### GIVEN PASSAGE
━━━━━━━━━━━━━━━━━━━━

I have a client using vROps 7 quite extensively, however they were still running a manual API Query to create a report on how many VMs of a certain size they could fit into their estate based on Allocation, which of course has been removed in 6.7 and 7.0. Running API Queries across their whole estate is a slow process, so they are interested in using vROps to estimate remaining VM overhead on a cluster.

Luckily this can be solved with a Super Metric.

First we need to calculate how many vCPU are available in total in the cluster, which is determined by the total number of cores multiplied by the overallocation ratio (4:1 here) and removing a buffer, in this case we are using 20% (80% remaining), but this can be set as the core count of one host if you prefer.

Then we remove the number of vCPUs that have been allocated to all the VMs.

Finally we divide by the number of vCPUs our template VM has. Two in this case.

`(((((${this, metric=cpu|corecount_provisioned})*0.8)*4)-(${this, metric=cpu|vcpus_allocated_on_all_vms}))/2)`

Next we need to determine the available RAM in total in the cluster, which is determined by the total RAM minus a buffer, again this can be equivalent to one host if prefered.

We then need to remove the RAM allocated to all the VMs.

Next we need to then divide this value by 1048576 to convert from KB to GB

And then we divide by the number of GB of RAM our VM has. We are using 4GB here.

`((((${this, metric=mem|host_provisioned})*0.8-(${this, metric=mem|memory_allocated_on_all_vms, depth=1}))/1048576)/4)`

For our last calculation, we need to determine the Storage by taking the total storage capacity, removing our buffer and removing the total usage. You could also use the total allocated if you don’t want to over provision storage. If you are using vSAN you can add in the vSAN replica storage as well. 2x for RAID1, 1.33x for Erasure Coding FTT=1 (AKA RAID5) and 1.5x for Erasure Coding FTT=2 (AKA RAID6). We are using RAID5 in this example.

We then divide this by either the size of the VMDK HDD or an average utilisation depending on your policy. We are using 80GB here for calculation purposes.

`((((${this, metric=diskspace|total_capacity})*0.7-(${this, metric=diskspace|total_usage, depth=1}))/1.33)/80)`

Now we have our three calculations we need to use some advanced Super Metric functions to chose the calculation with the lowest number, as that will be the driving factor on what will fit in the cluster.

━━━━━━━━━━━━━━━━━━━━

### TASK GOAL
Continue the vROps Super Metric walkthrough, picking up right after its final sentence about choosing the calculation with the lowest number.

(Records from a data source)
━━━━━━━━━━━━━━━━━━━━

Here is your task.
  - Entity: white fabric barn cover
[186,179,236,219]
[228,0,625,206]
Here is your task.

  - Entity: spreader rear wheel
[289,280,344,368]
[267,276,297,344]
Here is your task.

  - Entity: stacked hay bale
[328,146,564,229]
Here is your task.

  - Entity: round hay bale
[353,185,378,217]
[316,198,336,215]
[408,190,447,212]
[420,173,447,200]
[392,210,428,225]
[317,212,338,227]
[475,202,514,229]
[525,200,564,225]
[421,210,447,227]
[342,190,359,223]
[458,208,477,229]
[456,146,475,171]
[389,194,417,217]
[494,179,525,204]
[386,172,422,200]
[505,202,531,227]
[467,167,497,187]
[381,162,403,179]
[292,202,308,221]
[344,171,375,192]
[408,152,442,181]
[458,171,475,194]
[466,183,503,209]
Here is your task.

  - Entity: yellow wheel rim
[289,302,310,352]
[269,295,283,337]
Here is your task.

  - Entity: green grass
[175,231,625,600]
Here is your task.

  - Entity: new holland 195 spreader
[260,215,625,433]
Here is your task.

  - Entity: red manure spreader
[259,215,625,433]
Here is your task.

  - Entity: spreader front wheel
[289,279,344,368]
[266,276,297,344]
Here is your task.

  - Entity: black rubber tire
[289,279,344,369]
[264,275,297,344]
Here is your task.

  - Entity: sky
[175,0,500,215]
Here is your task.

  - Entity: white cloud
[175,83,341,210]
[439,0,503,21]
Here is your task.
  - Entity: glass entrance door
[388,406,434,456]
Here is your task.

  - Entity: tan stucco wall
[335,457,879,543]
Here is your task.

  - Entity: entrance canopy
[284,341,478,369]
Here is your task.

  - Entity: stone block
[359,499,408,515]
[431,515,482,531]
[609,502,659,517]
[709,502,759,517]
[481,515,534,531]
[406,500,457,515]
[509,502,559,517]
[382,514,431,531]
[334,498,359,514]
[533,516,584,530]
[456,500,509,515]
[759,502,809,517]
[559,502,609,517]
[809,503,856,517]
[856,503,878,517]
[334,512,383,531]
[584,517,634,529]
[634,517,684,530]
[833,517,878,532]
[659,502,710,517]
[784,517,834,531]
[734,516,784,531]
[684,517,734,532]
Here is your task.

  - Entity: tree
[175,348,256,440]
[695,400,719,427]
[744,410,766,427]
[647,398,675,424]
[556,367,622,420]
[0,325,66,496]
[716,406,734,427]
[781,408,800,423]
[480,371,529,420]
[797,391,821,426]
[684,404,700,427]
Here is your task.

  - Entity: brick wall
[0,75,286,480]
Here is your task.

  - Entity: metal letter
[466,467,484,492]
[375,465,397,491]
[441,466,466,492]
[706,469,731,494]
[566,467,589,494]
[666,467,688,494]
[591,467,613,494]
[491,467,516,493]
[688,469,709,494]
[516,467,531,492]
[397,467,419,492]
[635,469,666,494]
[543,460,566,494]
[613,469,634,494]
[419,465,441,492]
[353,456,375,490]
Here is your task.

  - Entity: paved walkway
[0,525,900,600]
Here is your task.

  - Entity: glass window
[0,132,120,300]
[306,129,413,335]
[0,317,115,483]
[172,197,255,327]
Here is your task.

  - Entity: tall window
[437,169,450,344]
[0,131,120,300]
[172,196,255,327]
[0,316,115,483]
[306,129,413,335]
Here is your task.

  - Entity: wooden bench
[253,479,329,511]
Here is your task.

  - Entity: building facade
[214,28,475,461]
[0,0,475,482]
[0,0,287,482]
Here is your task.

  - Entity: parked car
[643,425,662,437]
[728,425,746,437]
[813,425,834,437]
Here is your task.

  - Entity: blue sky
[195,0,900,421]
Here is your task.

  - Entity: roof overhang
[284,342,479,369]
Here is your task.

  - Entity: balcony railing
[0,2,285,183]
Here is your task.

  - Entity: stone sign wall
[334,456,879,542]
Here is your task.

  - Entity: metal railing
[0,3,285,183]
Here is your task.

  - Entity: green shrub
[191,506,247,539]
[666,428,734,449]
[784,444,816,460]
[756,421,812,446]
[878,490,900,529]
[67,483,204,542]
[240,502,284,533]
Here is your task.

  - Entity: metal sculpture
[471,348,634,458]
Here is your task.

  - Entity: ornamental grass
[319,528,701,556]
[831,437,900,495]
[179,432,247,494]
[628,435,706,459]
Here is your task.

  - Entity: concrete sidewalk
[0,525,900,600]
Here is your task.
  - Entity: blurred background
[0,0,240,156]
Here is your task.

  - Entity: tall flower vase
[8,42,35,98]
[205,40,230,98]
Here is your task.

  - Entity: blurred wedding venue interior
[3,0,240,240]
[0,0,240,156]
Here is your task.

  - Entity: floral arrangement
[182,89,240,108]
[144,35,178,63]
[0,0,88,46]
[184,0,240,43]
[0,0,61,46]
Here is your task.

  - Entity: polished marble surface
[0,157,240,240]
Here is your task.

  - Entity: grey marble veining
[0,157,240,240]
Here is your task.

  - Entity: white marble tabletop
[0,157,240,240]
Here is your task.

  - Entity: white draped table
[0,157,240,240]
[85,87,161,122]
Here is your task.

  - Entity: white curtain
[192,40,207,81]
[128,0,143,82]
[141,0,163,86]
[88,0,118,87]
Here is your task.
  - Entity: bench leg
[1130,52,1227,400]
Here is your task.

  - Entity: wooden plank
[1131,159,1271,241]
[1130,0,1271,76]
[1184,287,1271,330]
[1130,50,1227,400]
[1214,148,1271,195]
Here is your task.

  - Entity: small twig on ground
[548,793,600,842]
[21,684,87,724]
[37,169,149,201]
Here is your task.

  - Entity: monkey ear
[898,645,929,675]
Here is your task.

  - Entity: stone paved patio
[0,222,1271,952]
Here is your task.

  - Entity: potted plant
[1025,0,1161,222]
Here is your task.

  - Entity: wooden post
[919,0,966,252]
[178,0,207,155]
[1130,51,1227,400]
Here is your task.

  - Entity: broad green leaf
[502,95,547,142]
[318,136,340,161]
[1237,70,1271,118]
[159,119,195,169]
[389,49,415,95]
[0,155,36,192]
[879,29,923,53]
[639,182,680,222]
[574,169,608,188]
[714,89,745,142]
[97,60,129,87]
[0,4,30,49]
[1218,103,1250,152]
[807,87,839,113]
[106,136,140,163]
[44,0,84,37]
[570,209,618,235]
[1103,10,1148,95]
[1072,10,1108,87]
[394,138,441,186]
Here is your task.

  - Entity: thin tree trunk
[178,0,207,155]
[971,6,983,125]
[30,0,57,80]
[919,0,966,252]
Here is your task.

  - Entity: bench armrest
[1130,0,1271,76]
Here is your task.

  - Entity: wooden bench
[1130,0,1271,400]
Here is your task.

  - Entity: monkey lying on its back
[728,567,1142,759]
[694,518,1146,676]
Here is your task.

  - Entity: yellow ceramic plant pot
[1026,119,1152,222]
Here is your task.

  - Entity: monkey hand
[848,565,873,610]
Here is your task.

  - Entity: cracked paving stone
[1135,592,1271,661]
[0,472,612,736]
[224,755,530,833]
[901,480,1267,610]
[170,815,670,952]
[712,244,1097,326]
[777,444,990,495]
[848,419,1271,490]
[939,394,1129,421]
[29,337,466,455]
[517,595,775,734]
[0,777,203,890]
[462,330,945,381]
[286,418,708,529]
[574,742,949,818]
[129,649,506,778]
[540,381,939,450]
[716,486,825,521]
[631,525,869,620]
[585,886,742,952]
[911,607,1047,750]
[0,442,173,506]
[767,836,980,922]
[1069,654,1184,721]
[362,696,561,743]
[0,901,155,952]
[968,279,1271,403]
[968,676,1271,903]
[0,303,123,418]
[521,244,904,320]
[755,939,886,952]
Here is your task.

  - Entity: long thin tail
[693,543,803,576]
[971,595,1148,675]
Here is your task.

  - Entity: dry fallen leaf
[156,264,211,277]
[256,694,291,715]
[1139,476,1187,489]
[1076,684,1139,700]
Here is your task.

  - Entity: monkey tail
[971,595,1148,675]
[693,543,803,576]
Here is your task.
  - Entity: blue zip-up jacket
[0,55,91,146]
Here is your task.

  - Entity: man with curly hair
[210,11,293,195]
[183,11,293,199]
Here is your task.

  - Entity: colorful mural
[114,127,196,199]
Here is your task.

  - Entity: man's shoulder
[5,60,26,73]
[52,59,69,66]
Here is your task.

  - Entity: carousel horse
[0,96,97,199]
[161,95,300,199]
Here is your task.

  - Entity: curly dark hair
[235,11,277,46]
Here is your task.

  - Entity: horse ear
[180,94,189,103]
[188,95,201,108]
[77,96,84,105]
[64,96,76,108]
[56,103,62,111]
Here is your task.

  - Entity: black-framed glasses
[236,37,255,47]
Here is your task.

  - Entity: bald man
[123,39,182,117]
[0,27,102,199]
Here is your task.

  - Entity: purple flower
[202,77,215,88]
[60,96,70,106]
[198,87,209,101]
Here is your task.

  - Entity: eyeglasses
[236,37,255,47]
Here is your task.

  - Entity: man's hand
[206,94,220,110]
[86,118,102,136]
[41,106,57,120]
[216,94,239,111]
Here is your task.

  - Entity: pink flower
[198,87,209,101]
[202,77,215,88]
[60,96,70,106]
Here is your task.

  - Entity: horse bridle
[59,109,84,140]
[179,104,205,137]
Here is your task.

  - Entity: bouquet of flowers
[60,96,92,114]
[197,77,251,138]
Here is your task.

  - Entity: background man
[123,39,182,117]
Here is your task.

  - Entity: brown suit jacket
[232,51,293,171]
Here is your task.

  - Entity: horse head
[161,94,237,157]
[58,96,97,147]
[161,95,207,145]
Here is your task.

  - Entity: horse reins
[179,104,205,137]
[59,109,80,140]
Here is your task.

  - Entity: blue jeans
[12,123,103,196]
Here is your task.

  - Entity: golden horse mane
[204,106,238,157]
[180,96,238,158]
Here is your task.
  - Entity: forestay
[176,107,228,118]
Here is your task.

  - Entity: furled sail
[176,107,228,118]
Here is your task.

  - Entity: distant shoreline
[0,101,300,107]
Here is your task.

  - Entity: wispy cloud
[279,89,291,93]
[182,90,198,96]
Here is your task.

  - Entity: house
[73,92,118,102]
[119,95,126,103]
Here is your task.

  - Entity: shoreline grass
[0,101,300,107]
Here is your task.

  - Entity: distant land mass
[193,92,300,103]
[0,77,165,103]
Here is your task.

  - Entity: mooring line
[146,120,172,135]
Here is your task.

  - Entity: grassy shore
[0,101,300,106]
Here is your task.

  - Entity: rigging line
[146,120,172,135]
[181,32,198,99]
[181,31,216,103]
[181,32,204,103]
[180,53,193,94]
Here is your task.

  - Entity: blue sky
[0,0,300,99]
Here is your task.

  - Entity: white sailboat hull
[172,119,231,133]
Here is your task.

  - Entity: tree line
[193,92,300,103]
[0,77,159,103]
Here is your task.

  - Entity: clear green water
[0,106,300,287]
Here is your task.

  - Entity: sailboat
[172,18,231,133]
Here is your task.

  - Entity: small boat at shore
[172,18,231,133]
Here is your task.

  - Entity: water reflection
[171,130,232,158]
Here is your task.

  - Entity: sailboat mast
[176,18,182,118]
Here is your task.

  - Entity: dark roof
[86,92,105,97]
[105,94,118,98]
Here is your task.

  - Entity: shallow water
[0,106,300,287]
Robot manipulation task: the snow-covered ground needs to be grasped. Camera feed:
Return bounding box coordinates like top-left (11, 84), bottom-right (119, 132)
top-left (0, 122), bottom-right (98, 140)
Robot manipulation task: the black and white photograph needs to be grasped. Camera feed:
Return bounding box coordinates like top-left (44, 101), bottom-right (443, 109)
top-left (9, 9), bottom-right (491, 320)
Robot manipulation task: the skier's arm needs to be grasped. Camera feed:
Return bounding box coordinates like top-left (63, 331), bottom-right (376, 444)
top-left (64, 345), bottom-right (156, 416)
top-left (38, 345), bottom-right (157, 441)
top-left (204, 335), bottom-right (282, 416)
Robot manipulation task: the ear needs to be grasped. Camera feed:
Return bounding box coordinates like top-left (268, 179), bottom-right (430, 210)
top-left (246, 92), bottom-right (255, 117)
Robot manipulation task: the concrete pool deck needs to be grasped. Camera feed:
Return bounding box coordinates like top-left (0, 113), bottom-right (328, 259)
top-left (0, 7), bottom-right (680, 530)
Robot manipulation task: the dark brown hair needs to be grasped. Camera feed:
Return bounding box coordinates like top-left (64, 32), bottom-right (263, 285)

━━━━━━━━━━━━━━━━━━━━

### REPLY TO THE TASK
This is done with the function “MIN” and feeding in an array

`min([FormulaA,FormulaB,FormulaC])`

Now we have the minimum number of VMs which will fit, we need to round down that number, because nobody cares that 67.432 VMs could fit in the cluster, they want to know that 67 VMs will fit. Luckily there is another function for that – “FLOOR”. This is similar to ROUNDDOWN in that it give you the whole value.

`floor(formula) `

FYI “CEIL” is equivalent to ROUNDUP if you want the value to be rounded up.

Now we tie these all together to get our full calculation.

`floor(min([(((((${this, metric=cpu|corecount_provisioned})*0.8)*4)-(${this, metric=cpu|vcpus_allocated_on_all_vms}))/2),((((${this, metric=mem|host_provisioned})*0.8-(${this, metric=mem|memory_allocated_on_all_vms, depth=1}))/1048576)/4),((((${this, metric=diskspace|total_capacity})*0.7-(${this, metric=diskspace|total_usage, depth=1}))/1.33)/80)]))`

Now clone this to estimate remaining VM Overhead for each T-Shirt size you offer.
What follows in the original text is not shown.